Collection entries
◇ ◇ ◇

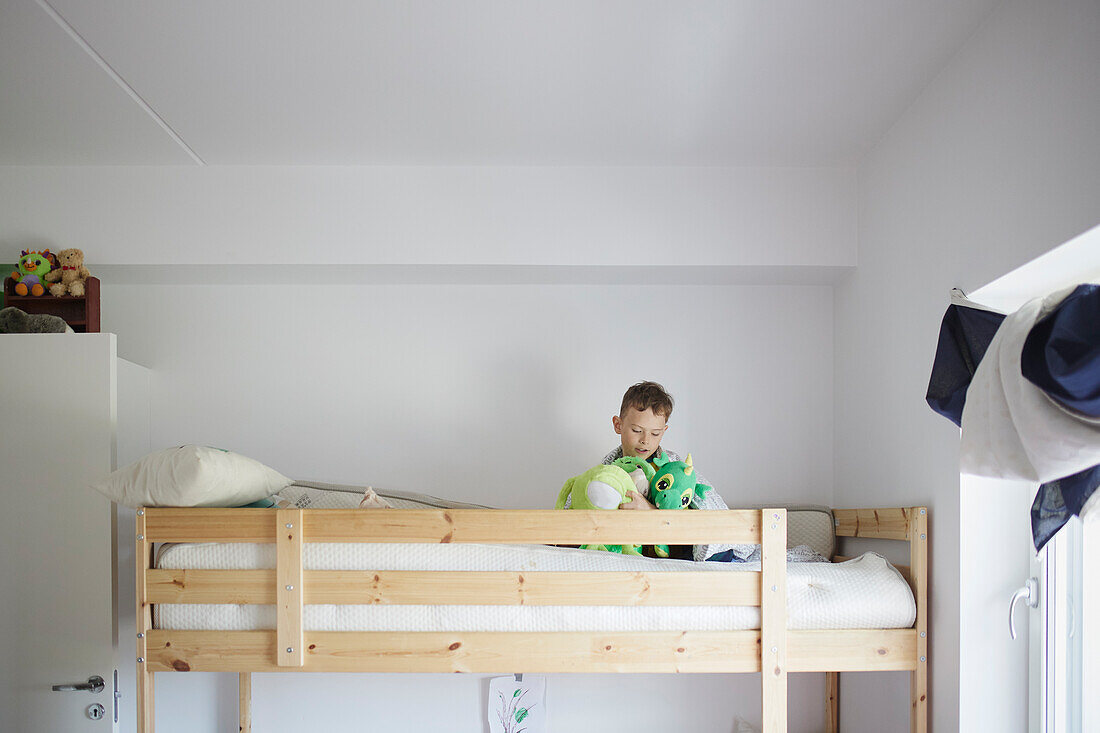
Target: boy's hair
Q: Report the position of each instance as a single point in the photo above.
(648, 395)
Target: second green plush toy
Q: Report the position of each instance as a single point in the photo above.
(600, 488)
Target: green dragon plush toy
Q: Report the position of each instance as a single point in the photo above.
(31, 275)
(670, 485)
(673, 485)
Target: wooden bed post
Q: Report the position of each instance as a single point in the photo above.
(288, 593)
(773, 619)
(244, 701)
(917, 532)
(143, 559)
(832, 702)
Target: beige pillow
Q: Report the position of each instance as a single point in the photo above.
(191, 476)
(371, 500)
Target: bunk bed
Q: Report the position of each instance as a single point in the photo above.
(773, 648)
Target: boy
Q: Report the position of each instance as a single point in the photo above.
(640, 425)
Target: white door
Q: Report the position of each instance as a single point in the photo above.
(57, 417)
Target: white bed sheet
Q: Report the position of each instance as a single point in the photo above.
(865, 592)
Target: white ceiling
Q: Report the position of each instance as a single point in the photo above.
(806, 83)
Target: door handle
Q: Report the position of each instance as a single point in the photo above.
(1030, 594)
(95, 684)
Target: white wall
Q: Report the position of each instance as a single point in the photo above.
(994, 164)
(491, 394)
(286, 215)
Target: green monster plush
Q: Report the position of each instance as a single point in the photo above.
(30, 276)
(671, 485)
(600, 488)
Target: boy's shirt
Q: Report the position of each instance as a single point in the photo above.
(711, 500)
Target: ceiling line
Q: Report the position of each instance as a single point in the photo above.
(118, 79)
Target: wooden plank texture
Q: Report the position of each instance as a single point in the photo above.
(347, 652)
(143, 560)
(488, 526)
(919, 580)
(466, 652)
(461, 588)
(832, 702)
(903, 569)
(773, 620)
(878, 523)
(288, 591)
(244, 701)
(856, 649)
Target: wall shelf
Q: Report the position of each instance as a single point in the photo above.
(80, 313)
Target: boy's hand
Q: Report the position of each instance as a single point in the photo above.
(637, 502)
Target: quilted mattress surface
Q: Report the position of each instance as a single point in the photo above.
(865, 592)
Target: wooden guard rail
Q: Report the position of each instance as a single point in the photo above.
(289, 587)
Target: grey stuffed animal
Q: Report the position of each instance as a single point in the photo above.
(13, 320)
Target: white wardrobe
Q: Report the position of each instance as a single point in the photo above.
(72, 409)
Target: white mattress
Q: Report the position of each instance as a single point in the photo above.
(865, 592)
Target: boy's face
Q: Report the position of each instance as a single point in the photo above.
(641, 431)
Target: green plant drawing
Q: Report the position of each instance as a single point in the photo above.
(510, 713)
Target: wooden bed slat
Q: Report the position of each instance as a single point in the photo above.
(903, 569)
(862, 649)
(469, 652)
(552, 652)
(877, 523)
(487, 526)
(463, 588)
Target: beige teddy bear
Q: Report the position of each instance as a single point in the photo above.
(70, 273)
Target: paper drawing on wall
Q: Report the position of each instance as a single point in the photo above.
(516, 707)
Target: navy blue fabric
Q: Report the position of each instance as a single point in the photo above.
(1062, 352)
(964, 336)
(1058, 501)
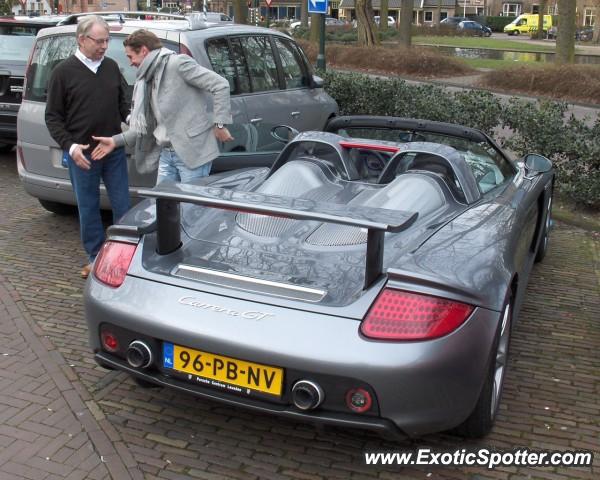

◇ ◇ ◇

Copy the listing above line for line without changing anything, but leave out the pictures.

Final result -
Target: boy's hair
Q: Report the position of each instance as a single point in the photo above.
(648, 395)
Target: second green plush toy
Q: Report the position of each instance as a single point in the photo above.
(600, 488)
Target: green dragon plush toy
Q: Report the position of each instance as a single point in the photo above.
(31, 275)
(670, 485)
(673, 485)
Target: wooden bed post
Q: Report the position of each instance as a single point in the photo above.
(288, 593)
(773, 619)
(244, 701)
(917, 532)
(143, 559)
(832, 702)
Target: beige pillow
Q: Report the position of each instance as a single point in the photo above.
(191, 476)
(371, 500)
Target: bunk bed
Q: Report the position of each instance as a single point in the photo above.
(773, 648)
Target: boy
Q: Report the position of each instance as a single point in the photo above.
(640, 425)
Target: white door
Q: Report the position of each instance as a single point in the photo above.
(57, 417)
Target: white bed sheet
Q: Report the position of each instance as a single point in the photo above.
(865, 592)
Target: white ceiling
Q: Report the position of each instance as a single point in the photo above.
(806, 83)
Target: door handle
Q: Report the position of each instance as a single point in the photo above.
(1030, 594)
(95, 684)
Target: white wall
Q: Report the position of each instance as a single point in the photo above.
(994, 164)
(491, 394)
(286, 215)
Target: green monster plush
Q: Report the position of each instance as a single point in the photo above.
(30, 276)
(671, 485)
(600, 488)
Target: boy's shirt
Q: Report the position of each instance as a single point in the photo above.
(711, 500)
Target: ceiling line
Q: Report the position of each instance as a single point in the photo above.
(118, 79)
Target: wooden plank texture
Q: Report the position of each instance as a single point in the photo above.
(347, 652)
(143, 560)
(488, 526)
(919, 580)
(466, 652)
(461, 588)
(832, 702)
(903, 569)
(773, 620)
(878, 523)
(288, 591)
(244, 701)
(856, 649)
Target: wall shelf
Q: Report the position of each instance as a single point in the photo above.
(80, 313)
Target: boy's hand
Q: Report the position of each instance as a single point in the photo above.
(637, 502)
Target: quilted mattress surface
Q: Report the position of each instance as a single point in the photo above.
(865, 592)
Target: wooden guard rail
Q: Report the position of each instance as a single point in the photo above.
(289, 587)
Target: grey stuffed animal
Q: Report the position of each instance as a single point in the photo above.
(13, 320)
Target: white wardrobe
Q: Report the position of each instance as a single point in the photo above.
(72, 409)
Target: white mattress
Q: Report the position of each instance as a single point in the photo above.
(865, 592)
Target: boy's face
Q: Report the position of each instance as a single point in the photo above.
(641, 431)
Target: green plant drawing
Q: Report the position of each instance as a single point in the photo above.
(510, 713)
Target: wooden bed slat
Q: Report the position of each instance as a single point in the photo above.
(903, 569)
(862, 649)
(469, 652)
(552, 652)
(877, 523)
(487, 526)
(463, 588)
Target: beige teddy bear
Q: Report the position of each instance as a single point in the photo above.
(70, 273)
Target: paper drawing on wall
Q: Report the position of each instance as a single point in the photo above.
(516, 707)
Target: navy blue fabric
Q: Report the position of each instance as a single point in the photo above.
(1062, 352)
(964, 336)
(1058, 501)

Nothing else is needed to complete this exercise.